THE PROBLEM: When you repeat the listing below, keep every word exactly and leave out each picture.

AVAILABLE RECORDS:
<<<<

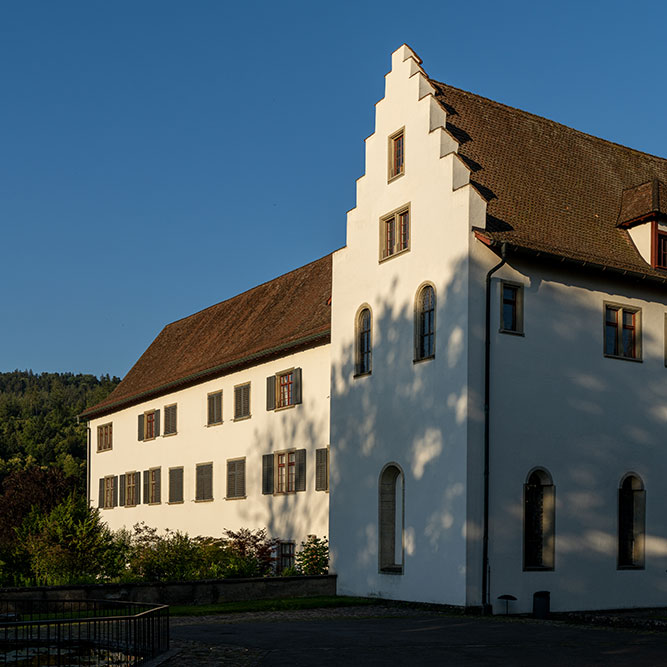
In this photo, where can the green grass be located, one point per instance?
(282, 604)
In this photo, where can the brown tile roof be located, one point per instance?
(549, 188)
(273, 319)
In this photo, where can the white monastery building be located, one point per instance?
(469, 398)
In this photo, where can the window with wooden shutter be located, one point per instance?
(242, 401)
(204, 482)
(175, 485)
(267, 474)
(322, 469)
(215, 408)
(236, 478)
(170, 419)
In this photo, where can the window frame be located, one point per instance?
(131, 474)
(240, 387)
(360, 369)
(212, 395)
(182, 500)
(548, 523)
(620, 327)
(637, 560)
(518, 308)
(238, 459)
(165, 409)
(397, 247)
(108, 492)
(201, 465)
(105, 435)
(419, 334)
(392, 172)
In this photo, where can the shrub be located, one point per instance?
(250, 553)
(313, 556)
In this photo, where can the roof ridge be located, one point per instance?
(251, 289)
(507, 107)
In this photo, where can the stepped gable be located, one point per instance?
(273, 319)
(549, 188)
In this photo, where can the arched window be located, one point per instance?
(539, 496)
(364, 364)
(391, 520)
(425, 323)
(631, 518)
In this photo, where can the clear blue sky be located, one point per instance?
(157, 157)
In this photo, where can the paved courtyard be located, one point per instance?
(387, 636)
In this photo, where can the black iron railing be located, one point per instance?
(81, 632)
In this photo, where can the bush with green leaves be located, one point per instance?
(313, 556)
(71, 544)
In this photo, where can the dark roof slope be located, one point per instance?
(273, 319)
(549, 188)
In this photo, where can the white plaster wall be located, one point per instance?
(413, 414)
(291, 516)
(559, 403)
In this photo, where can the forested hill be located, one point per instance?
(38, 419)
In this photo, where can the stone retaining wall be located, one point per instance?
(208, 591)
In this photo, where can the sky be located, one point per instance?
(158, 157)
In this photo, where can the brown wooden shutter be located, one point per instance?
(296, 388)
(271, 394)
(322, 469)
(300, 481)
(267, 474)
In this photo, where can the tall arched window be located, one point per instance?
(539, 496)
(390, 517)
(631, 519)
(364, 364)
(425, 324)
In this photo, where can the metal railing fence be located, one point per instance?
(81, 632)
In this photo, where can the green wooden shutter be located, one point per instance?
(322, 469)
(267, 474)
(240, 478)
(271, 393)
(296, 388)
(300, 481)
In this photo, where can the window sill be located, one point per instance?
(615, 356)
(396, 254)
(422, 359)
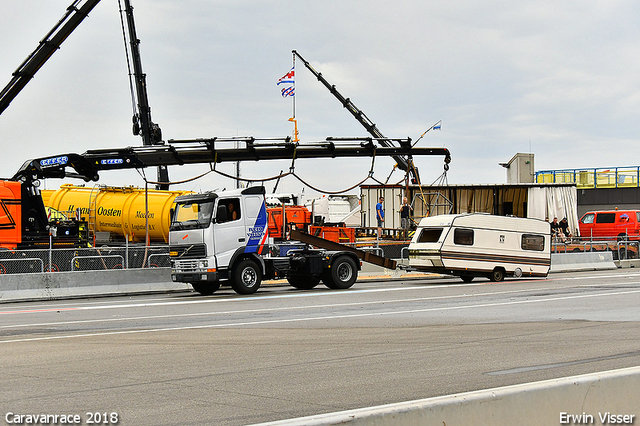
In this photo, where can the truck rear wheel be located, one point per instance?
(303, 283)
(342, 274)
(206, 288)
(497, 275)
(246, 277)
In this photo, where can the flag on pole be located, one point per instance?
(289, 79)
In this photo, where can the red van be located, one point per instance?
(611, 224)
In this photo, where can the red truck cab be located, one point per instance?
(611, 224)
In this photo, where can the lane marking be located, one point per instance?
(287, 308)
(292, 320)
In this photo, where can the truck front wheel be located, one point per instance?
(206, 288)
(246, 277)
(497, 275)
(342, 274)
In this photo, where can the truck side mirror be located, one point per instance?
(221, 214)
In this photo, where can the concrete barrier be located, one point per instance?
(59, 285)
(566, 262)
(550, 402)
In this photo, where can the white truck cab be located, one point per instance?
(217, 238)
(209, 232)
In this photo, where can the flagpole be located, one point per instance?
(294, 87)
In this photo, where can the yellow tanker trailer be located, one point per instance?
(117, 210)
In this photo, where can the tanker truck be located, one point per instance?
(116, 214)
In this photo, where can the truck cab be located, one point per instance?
(217, 237)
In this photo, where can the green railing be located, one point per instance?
(617, 177)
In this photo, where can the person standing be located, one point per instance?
(380, 215)
(405, 212)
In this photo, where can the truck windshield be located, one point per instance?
(192, 215)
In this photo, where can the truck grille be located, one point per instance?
(188, 251)
(185, 265)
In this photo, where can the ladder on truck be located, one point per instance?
(92, 216)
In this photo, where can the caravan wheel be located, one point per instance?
(246, 277)
(497, 275)
(206, 288)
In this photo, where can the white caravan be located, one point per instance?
(481, 245)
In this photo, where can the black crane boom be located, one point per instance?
(405, 163)
(198, 151)
(51, 42)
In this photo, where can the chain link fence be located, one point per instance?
(83, 259)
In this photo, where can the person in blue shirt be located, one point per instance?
(380, 215)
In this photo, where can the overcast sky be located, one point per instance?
(559, 79)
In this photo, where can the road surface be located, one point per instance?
(185, 359)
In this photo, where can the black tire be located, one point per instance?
(622, 253)
(342, 274)
(497, 275)
(246, 277)
(206, 288)
(303, 283)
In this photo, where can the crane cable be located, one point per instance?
(126, 54)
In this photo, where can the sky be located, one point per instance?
(560, 80)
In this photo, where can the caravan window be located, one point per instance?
(606, 218)
(430, 235)
(463, 237)
(532, 242)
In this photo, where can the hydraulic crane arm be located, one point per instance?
(404, 163)
(197, 151)
(51, 42)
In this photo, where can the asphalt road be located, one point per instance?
(185, 359)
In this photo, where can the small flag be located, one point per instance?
(288, 78)
(288, 91)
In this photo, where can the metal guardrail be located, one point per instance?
(31, 259)
(622, 249)
(82, 259)
(102, 258)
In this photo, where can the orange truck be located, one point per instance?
(24, 222)
(619, 224)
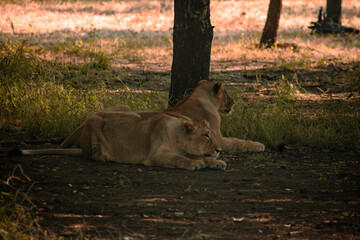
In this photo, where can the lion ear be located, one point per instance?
(189, 127)
(217, 87)
(205, 123)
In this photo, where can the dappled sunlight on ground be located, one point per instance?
(238, 27)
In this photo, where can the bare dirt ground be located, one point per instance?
(297, 194)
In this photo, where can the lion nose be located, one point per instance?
(217, 152)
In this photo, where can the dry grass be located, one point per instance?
(238, 26)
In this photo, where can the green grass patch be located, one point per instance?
(332, 125)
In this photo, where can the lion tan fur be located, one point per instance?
(206, 102)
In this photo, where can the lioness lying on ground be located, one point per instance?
(206, 102)
(165, 139)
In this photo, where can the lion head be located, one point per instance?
(200, 140)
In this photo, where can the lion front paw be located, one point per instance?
(215, 164)
(256, 147)
(196, 165)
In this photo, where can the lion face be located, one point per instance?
(200, 139)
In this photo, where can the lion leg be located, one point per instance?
(99, 147)
(173, 160)
(231, 143)
(215, 164)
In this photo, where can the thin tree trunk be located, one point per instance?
(192, 40)
(268, 37)
(333, 11)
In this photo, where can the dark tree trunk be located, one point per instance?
(268, 37)
(192, 39)
(333, 11)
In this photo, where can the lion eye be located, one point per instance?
(207, 137)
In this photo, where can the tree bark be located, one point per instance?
(268, 37)
(192, 40)
(333, 11)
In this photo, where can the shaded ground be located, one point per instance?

>>>>

TASK ANSWER:
In this photo, where can the green grass be located, one point per instance?
(282, 604)
In this photo, where can the brown tile roof be located, one point per instance?
(549, 188)
(273, 319)
In this photo, where can the white monastery building be located, one point per instance?
(469, 398)
In this photo, where can the window with wooden shutter be located, one point per instance?
(242, 401)
(204, 482)
(175, 485)
(267, 474)
(322, 469)
(215, 408)
(236, 478)
(170, 419)
In this photo, where can the window frame be located, one point per instance?
(131, 474)
(240, 387)
(360, 369)
(212, 395)
(182, 500)
(548, 523)
(620, 327)
(637, 560)
(518, 308)
(238, 459)
(165, 409)
(397, 247)
(108, 492)
(201, 465)
(105, 435)
(419, 334)
(392, 172)
In this photo, where can the shrub be located, one point per instance?
(250, 553)
(313, 556)
In this photo, where can the roof ridge be located, one point per instance?
(251, 289)
(507, 107)
In this photo, where can the stepped gable be located, one point per instance?
(273, 319)
(549, 188)
In this photo, where can the arched window be located, one point per instance?
(539, 496)
(364, 364)
(391, 520)
(425, 323)
(631, 518)
In this photo, where can the clear blue sky be located, one point per instance?
(157, 157)
In this photo, where can the paved courtyard be located, one point per instance?
(387, 636)
In this photo, where can the black iron railing be located, one point per instance?
(81, 632)
In this photo, where can the bush with green leaves be located, one point per instance?
(313, 556)
(71, 544)
In this photo, where can the dark roof slope be located, one point per instance?
(273, 319)
(549, 188)
In this photo, where can the white plaster wall be located, one point per instance?
(413, 414)
(291, 516)
(559, 403)
In this photo, where can the forested hill be located, one point per instance?
(38, 419)
In this photo, where can the stone retaining wall be located, one point per instance?
(208, 591)
In this photo, where can the sky be located, one point per instance?
(158, 157)
In this photo, where can the brown wooden shutter be located, one point per instance?
(296, 388)
(271, 394)
(322, 469)
(300, 481)
(267, 474)
In this photo, where can the tall arched window be located, one point per instance?
(539, 496)
(390, 517)
(631, 519)
(364, 364)
(425, 324)
In this photo, where can the metal railing fence be located, one point per instance?
(81, 632)
In this photo, where can the green wooden shutter be located, one point per instance?
(322, 469)
(267, 474)
(240, 478)
(271, 393)
(296, 388)
(300, 481)
In this photo, where can the window sill be located, one point per instance?
(615, 356)
(396, 254)
(422, 359)
In this photo, where can the truck rear wheel be located, one point per instance?
(303, 283)
(342, 274)
(206, 288)
(497, 275)
(246, 277)
In this photo, where can the flag on pole be located, one point per instance?
(289, 79)
In this photo, where can the red van be located, one point per instance?
(611, 224)
In this photo, where can the red truck cab be located, one point per instance?
(611, 224)
In this photo, where can the lane marking be located, one point per instance?
(287, 308)
(292, 320)
In this photo, where can the truck front wheel be located, one point per instance?
(206, 288)
(246, 277)
(497, 275)
(342, 274)
In this photo, where can the truck side mirror be located, one point per instance?
(221, 214)
In this photo, where can the concrete barrier be located, one point per instance?
(59, 285)
(566, 262)
(550, 402)
In this photo, where can the white truck cab be located, one point per instance?
(217, 238)
(209, 232)
In this photo, where can the flagpole be located, one point per instance?
(294, 87)
In this photo, where can the yellow tanker trailer be located, one point per instance?
(117, 210)
In this photo, where can the tanker truck be located, one point per instance?
(116, 214)
In this photo, where can the truck cab be located, one point per instance?
(217, 237)
In this photo, where can the green railing be located, one point per instance?
(617, 177)
In this photo, where can the person standing be located, one point per instance?
(380, 215)
(405, 212)
In this photo, where can the truck windshield be located, one point per instance?
(192, 215)
In this photo, where can the truck grille be located, one point per instance?
(188, 251)
(185, 265)
In this photo, where can the ladder on truck be located, one point per instance?
(92, 216)
In this photo, where can the caravan wheel be located, one point per instance?
(246, 277)
(497, 275)
(206, 288)
In this photo, where can the white caravan be located, one point per instance?
(481, 245)
In this photo, where can the black crane boom be located, one point per instance?
(405, 163)
(198, 151)
(51, 42)
In this photo, where can the chain link fence be located, one point per instance?
(83, 259)
In this photo, where can the person in blue shirt be located, one point per instance?
(380, 215)
In this photo, where can the overcast sky be located, one point per instance?
(559, 79)
In this photo, where can the road surface be located, one point per instance?
(185, 359)
In this photo, where can the black tire be located, one point per instance?
(622, 253)
(342, 274)
(497, 275)
(246, 277)
(206, 288)
(303, 283)
In this photo, where can the crane cable be located, one point per instance?
(126, 54)
In this photo, where can the sky be located, one point per instance?
(560, 80)
In this photo, where can the caravan window be located, one point per instance?
(606, 218)
(430, 235)
(463, 237)
(532, 242)
In this photo, where can the hydraulic crane arm be located, one point per instance?
(404, 163)
(197, 151)
(51, 42)
In this photo, where can the asphalt road be located, one point per instance?
(185, 359)
In this photo, where can the small flag be located, one point per instance?
(288, 78)
(288, 91)
In this photo, where can the metal guardrail be located, one point per instance?
(31, 259)
(622, 249)
(82, 259)
(102, 258)
In this photo, where can the orange truck be located, one point per instance?
(24, 222)
(619, 224)
In this photo, where can the lion ear be located, one point per instance?
(189, 127)
(217, 87)
(205, 123)
In this photo, where can the dappled sunlight on ground be located, one point per instance?
(238, 27)
In this photo, where can the bare dirt ground be located, one point per instance?
(297, 194)
In this photo, where can the lion nose be located, one point per instance?
(217, 152)
In this photo, where can the dry grass be located, one point per instance?
(238, 26)
In this photo, where can the green grass patch be located, one point per instance?
(332, 125)
In this photo, where can the lion tan fur be located, one point per instance?
(206, 102)
In this photo, where can the lioness lying on ground be located, one point per instance?
(206, 102)
(165, 139)
In this photo, where can the lion head be located, one point per instance?
(200, 140)
In this photo, where can the lion front paw be located, one point per instance?
(215, 164)
(256, 147)
(196, 165)
In this photo, where can the lion face be located, one point per instance?
(200, 139)
In this photo, where can the lion leg be located, one point per instance?
(99, 147)
(173, 160)
(231, 143)
(215, 164)
In this photo, where can the thin tree trunk be located, one point per instance?
(192, 40)
(268, 37)
(333, 11)
In this photo, where can the dark tree trunk be located, one point per instance?
(268, 37)
(192, 39)
(333, 11)
In this photo, where can the lion eye be located, one point per instance?
(207, 137)
In this photo, where can the tree bark be located, one point per instance?
(268, 37)
(192, 40)
(333, 11)
In this photo, where can the shaded ground be located, one point per instance?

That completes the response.